**Istruzioni:**
- a) Duplica il tratto dell'estratto sulla settimana lavorativa che va da "Una settimana lavorativa" fino a "benessere dei lavoratori." compreso.
- b) Le affermazioni seguenti concordano con l'estratto sulla settimana lavorativa? Per ognuna rispondi sì o no e riporta tra virgolette le parole decisive dell'estratto.
(i) All'inizio dell'età industriale l'orario di lavoro era già ampiamente regolamentato.
(ii) Le ragioni a favore della settimana di quattro giorni riguardano soltanto il benessere dei lavoratori.
(iii) Per ottenere le otto ore di lavoro al giorno si è lottato molto.
- c) Nell'estratto sulla settimana lavorativa, quale forma ha la classica settimana ottenuta con le lotte?

**Estratto del testo:**
..........

Una settimana lavorativa di 4 giorni? Farebbe bene a noi, al pianeta e alla produttività
All'inizio dell'età industriale non c'era una grande regolamentazione dell'orario di lavoro e per ottenere le tutele odierne, le famose "otto ore di lavoro" al giorno e la classica settimana 5 su 7, si è lottato molto. All'alba del secolo scorso doveva apparire a molti una follia lavorare "solo" otto ore e "solo" cinque giorni. Allo stesso modo qualcuno reagisce oggi a chi propone di ridurre ulteriormente la settimana lavorativa, per una durata di quattro giorni soltanto.
Ma le ragioni ci sono e non riguardano solo il benessere dei lavoratori.

..........

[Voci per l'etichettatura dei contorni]

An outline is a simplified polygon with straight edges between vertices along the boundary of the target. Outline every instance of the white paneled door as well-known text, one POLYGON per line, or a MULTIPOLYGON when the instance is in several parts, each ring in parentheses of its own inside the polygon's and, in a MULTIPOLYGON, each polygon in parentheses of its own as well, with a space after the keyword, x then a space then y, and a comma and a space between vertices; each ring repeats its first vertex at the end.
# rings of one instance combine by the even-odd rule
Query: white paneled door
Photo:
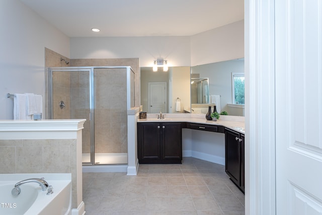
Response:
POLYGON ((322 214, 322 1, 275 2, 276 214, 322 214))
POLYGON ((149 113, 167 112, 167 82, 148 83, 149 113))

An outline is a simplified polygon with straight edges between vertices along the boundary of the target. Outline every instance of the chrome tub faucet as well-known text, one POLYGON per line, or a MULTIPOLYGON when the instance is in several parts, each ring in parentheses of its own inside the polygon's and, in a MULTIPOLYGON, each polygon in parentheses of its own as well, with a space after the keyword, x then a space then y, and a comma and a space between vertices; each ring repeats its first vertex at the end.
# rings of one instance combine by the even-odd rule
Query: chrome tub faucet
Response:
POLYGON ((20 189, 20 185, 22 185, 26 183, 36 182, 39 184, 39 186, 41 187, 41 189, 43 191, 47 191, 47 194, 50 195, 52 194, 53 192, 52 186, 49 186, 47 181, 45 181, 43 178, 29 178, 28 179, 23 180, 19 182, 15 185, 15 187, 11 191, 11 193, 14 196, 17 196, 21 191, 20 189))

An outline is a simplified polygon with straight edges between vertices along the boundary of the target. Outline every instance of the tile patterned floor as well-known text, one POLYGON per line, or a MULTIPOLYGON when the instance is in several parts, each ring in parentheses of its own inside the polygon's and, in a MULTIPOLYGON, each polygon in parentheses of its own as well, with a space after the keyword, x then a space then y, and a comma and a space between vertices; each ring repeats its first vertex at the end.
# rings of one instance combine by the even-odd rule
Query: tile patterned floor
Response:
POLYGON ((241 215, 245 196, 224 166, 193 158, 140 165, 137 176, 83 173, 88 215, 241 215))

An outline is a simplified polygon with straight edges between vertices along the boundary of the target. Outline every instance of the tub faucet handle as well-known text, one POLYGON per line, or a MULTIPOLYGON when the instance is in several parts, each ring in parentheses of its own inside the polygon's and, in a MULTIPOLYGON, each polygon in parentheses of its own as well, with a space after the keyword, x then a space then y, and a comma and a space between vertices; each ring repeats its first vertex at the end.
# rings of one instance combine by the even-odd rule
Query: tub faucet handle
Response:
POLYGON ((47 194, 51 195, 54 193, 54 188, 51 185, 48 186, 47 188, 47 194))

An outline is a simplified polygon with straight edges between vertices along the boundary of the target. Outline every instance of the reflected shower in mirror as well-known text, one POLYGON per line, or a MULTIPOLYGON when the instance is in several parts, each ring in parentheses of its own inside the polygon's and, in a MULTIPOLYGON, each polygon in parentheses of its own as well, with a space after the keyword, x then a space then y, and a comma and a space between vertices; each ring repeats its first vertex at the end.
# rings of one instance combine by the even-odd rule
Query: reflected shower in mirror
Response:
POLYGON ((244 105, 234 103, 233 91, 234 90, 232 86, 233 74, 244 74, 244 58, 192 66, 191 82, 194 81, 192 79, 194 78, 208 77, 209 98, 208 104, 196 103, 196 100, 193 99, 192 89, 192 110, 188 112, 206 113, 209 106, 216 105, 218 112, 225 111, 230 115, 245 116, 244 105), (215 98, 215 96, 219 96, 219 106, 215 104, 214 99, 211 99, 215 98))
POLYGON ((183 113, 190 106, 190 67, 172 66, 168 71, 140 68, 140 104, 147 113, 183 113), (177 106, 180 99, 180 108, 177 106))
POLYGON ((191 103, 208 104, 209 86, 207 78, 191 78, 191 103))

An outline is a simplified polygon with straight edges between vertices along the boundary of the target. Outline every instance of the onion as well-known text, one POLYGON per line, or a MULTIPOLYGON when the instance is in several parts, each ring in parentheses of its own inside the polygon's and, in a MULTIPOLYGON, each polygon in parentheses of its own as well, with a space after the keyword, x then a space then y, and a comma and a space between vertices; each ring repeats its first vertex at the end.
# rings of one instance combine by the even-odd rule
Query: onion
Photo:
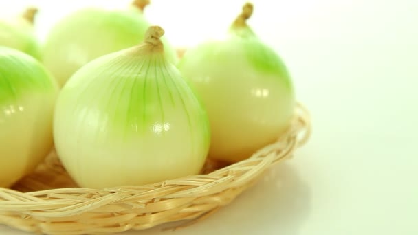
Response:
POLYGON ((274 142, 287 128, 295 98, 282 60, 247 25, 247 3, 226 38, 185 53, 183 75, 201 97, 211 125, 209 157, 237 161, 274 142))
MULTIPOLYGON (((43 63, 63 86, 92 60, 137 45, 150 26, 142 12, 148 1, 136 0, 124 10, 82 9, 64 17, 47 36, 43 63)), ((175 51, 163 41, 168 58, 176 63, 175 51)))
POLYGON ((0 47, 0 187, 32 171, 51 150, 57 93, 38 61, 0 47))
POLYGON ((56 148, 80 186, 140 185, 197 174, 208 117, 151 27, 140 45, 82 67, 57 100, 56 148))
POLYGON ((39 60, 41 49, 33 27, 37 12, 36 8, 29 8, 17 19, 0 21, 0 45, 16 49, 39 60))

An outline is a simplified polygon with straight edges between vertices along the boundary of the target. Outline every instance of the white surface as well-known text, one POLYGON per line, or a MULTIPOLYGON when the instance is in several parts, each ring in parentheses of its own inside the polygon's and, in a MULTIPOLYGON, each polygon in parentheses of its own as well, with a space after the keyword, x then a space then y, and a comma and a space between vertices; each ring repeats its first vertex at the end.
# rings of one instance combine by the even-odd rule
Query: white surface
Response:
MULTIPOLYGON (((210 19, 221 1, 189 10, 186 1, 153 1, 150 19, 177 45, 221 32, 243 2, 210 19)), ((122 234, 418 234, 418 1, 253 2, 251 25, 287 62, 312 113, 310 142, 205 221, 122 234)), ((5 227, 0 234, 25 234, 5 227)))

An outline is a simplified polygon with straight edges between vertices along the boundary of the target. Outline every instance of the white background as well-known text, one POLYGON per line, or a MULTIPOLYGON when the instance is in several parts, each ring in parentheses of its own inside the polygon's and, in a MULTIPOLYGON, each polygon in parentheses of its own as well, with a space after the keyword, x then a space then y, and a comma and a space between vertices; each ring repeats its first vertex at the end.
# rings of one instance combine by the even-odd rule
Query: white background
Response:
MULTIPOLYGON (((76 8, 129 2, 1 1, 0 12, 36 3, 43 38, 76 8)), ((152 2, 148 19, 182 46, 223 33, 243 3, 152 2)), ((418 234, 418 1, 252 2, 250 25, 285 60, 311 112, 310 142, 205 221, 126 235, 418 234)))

..........

**Risposte per compito:**
- a)
Una settimana lavorativa di 4 giorni? Farebbe bene a noi, al pianeta e alla produttività
All'inizio dell'età industriale non c'era una grande regolamentazione dell'orario di lavoro e per ottenere le tutele odierne, le famose "otto ore di lavoro" al giorno e la classica settimana 5 su 7, si è lottato molto. All'alba del secolo scorso doveva apparire a molti una follia lavorare "solo" otto ore e "solo" cinque giorni. Allo stesso modo qualcuno reagisce oggi a chi propone di ridurre ulteriormente la settimana lavorativa, per una durata di quattro giorni soltanto.
Ma le ragioni ci sono e non riguardano solo il benessere dei lavoratori.

- b)
(i) No: «All'inizio dell'età industriale non c'era una grande regolamentazione dell'orario di lavoro».
(ii) No: «Ma le ragioni ci sono e non riguardano solo il benessere dei lavoratori.»
(iii) Sì: «per ottenere le tutele odierne, le famose "otto ore di lavoro" al giorno e la classica settimana 5 su 7, si è lottato molto».

- c) Cinque giorni lavorativi su sette.